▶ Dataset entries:

******************************

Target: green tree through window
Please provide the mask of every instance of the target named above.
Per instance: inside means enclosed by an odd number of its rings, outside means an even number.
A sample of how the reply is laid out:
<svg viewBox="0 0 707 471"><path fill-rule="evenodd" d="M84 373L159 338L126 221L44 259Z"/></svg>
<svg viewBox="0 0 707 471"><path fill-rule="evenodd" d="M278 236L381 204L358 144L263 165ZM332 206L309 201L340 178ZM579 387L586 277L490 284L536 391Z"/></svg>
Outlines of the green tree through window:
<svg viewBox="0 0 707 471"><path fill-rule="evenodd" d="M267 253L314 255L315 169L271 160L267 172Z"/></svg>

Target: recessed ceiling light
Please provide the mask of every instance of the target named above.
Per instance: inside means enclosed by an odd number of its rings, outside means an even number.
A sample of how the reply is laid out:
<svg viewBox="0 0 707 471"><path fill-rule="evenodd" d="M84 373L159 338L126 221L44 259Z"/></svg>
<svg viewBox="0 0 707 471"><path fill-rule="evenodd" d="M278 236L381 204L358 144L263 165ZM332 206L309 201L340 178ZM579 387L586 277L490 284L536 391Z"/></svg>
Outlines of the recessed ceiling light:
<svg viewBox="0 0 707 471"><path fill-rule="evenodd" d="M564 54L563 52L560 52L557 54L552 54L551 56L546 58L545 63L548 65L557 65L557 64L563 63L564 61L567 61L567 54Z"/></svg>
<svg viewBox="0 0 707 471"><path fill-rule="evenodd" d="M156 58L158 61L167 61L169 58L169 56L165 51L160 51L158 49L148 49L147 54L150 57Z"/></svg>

******************************

Update the listing above by replacing every occurrence of "Outlines" with "Contours" and leaving everything else unchanged.

▶ Answer to the task:
Target: green tree through window
Please provide the mask of every instance of the target named above.
Per instance: inside means enclosed by an odd number of its rings, outside means an even number.
A sample of how the reply is laid out:
<svg viewBox="0 0 707 471"><path fill-rule="evenodd" d="M84 373L159 338L126 221L44 259Z"/></svg>
<svg viewBox="0 0 707 471"><path fill-rule="evenodd" d="M278 236L381 204L358 144L263 165ZM332 206L309 201L340 178ZM579 387L586 277L490 284L536 391Z"/></svg>
Contours of the green tree through window:
<svg viewBox="0 0 707 471"><path fill-rule="evenodd" d="M267 253L314 255L315 169L271 160L267 172Z"/></svg>

Target: recessed ceiling light
Please provide the mask of every instance of the target named above.
Per instance: inside means enclosed by an odd number of its rings, outside means an even number.
A sample of how the reply is laid out:
<svg viewBox="0 0 707 471"><path fill-rule="evenodd" d="M84 373L159 338L126 221L44 259Z"/></svg>
<svg viewBox="0 0 707 471"><path fill-rule="evenodd" d="M278 236L381 204L358 144L263 165ZM332 206L309 201L340 178ZM579 387L586 277L490 284L536 391Z"/></svg>
Contours of the recessed ceiling light:
<svg viewBox="0 0 707 471"><path fill-rule="evenodd" d="M564 54L563 52L560 52L557 54L552 54L551 56L546 58L545 63L548 65L557 65L557 64L563 63L564 61L567 61L567 54Z"/></svg>
<svg viewBox="0 0 707 471"><path fill-rule="evenodd" d="M156 58L158 61L167 61L169 58L169 56L165 51L160 51L158 49L148 49L147 54L150 57Z"/></svg>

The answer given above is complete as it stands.